Potongan Teks:
Pajak Karaoke di Pati Tak Ditarik sejak 2014-sekarang, Siapa Dirugikan?

Bedah Opini with Nailin RA

TANGKAPAN LAYAR: Dialog Bedah Opini dengan judul “Pajak Karaoke di Pati Tak Ditarik sejak 2014-sekarang, Siapa Dirugikan, Siapa Diuntungkan, dan Tanggung Jawab Siapa?”, di Studio Lingkar TV, Kabupaten Pati, pada Selasa 11 Oktober 2024. (Nailin RA/Lingkarjateng.id)

PATI, Lingkarjateng.id – Fakta baru terungkap dari maraknya usaha karaoke yang ada di Kabupaten Pati. Fakta itu membuka banyak spekulasi tentang dugaan penyalahgunaan wewenang yang dilakukan sejumlah pejabat di Pemerintah Kabupaten (Pemkab) Pati. Pasalnya, meskipun jumlahnya dari waktu ke waktu kian banyak, tetapi para pelaku usaha karaoke itu tak ditarik pajak daerah (pajak karaoke) sejak tahun 2014 hingga sekarang, Rabu, 23 Oktober 2024.

Untuk mengklarifikasi hal tersebut, tim Bedah Opini Lingkar TV telah mengundang sejumlah pejabat berwenang, di antaranya Inspektorat Kabupaten Pati, Satpol PP Pati selaku penegak perda, juga BPKAD selaku badan yang berwenang menarik pajak daerah (pajak karaoke). Akan tetapi, dua dinas yakni Inspektorat dan BPKAD izin tak bisa hadir karena ada dinas luar. Sementara Satpol PP memilih untuk tidak merespons undangan dialog di Lingkar TV yang dilaksanakan pada Jumat, 11 Oktober 2024.

Praktisi hukum Izzudin Arsalan yang hadir dalam kesempatan itu mengatakan, tidak ditariknya pajak karaoke sejak 2014 hingga sekarang sangatlah merugikan masyarakat.

Untuk Dikerjakan:
a: Tolong salin persis bagian berita pajak karaoke di atas, mulai dari "TANGKAPAN LAYAR: Dialog" dan berakhir pada "23 Oktober 2024.".
b: Teruskan berita pajak karaoke di atas, dimulai setelah kalimat terakhirnya.
Data tidak ada kaitannya dengan berita pajak karaoke di atas.

Data yang Diberikan:
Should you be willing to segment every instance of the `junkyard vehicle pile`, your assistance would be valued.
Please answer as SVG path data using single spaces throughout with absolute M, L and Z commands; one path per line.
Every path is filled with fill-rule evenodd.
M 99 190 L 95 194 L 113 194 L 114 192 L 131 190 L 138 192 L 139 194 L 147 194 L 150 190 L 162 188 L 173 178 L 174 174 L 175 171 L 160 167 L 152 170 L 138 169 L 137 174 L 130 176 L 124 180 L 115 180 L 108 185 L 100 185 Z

Jawaban:
a:
TANGKAPAN LAYAR: Dialog Bedah Opini dengan judul “Pajak Karaoke di Pati Tak Ditarik sejak 2014-sekarang, Siapa Dirugikan, Siapa Diuntungkan, dan Tanggung Jawab Siapa?”, di Studio Lingkar TV, Kabupaten Pati, pada Selasa 11 Oktober 2024. (Nailin RA/Lingkarjateng.id)

PATI, Lingkarjateng.id – Fakta baru terungkap dari maraknya usaha karaoke yang ada di Kabupaten Pati. Fakta itu membuka banyak spekulasi tentang dugaan penyalahgunaan wewenang yang dilakukan sejumlah pejabat di Pemerintah Kabupaten (Pemkab) Pati. Pasalnya, meskipun jumlahnya dari waktu ke waktu kian banyak, tetapi para pelaku usaha karaoke itu tak ditarik pajak daerah (pajak karaoke) sejak tahun 2014 hingga sekarang, Rabu, 23 Oktober 2024.

b:
“Ketika tidak tarik pajak di sini ada kerugian, yaitu kerugian pemerintah daerah dari sektor pajak. Tentunya masyarakat di sini rugi dong, ketika retribusi pajak yang harusnya bisa digunakan untuk pembangunan daerah ternyata tidak ditarik. Apapun alasannya sesuai amanat peraturan usaha tersebut adalah wajib pajak karena subjek pajak dalam Undang-Undang 28 Tahun 2009 Perda Nomor 10 Tahun 2013 itu jelas pengusaha atau badan hukum yang menyelenggarakan kepariwisataan, dalam hal ini adalah karaoke,” ujarnya.

Dijelaskan oleh Arsalan, bahwa semua tempat karaoke itu wajib bayar pajak. Sehingga apabila ada instruksi dari kepala daerah yang menjabat saat itu untuk tidak menarik pajak karaoke, maka hal itu merupakan pelanggaran etika pejabat.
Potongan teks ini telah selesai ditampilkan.